▶ [WORK ITEM] Give the number of lines below that hold the string "tail", and nothing more.

[Records from a dataset]
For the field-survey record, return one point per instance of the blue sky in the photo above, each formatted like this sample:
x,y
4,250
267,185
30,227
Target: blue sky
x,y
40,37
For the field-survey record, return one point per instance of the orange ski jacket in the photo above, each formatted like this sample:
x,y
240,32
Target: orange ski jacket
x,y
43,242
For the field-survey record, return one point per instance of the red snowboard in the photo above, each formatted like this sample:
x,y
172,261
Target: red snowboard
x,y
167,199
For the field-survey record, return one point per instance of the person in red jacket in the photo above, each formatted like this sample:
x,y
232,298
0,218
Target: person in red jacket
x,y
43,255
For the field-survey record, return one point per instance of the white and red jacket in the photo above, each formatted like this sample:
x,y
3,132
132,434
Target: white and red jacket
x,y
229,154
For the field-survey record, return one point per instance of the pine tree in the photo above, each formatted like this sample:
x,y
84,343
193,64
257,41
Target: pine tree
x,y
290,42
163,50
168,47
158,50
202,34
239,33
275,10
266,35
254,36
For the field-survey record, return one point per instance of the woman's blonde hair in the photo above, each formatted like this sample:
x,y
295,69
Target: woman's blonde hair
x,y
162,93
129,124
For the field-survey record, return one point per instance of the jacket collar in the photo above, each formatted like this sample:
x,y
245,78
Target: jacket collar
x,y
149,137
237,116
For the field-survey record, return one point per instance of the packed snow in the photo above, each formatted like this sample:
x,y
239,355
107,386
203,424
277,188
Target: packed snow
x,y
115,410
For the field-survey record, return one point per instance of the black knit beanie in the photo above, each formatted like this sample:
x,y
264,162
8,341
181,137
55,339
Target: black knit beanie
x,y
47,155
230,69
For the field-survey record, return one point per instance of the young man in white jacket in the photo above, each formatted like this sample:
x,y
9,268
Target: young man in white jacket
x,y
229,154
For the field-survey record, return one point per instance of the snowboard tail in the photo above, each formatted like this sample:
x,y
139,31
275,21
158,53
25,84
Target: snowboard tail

▶ [PROBLEM SOLUTION] 2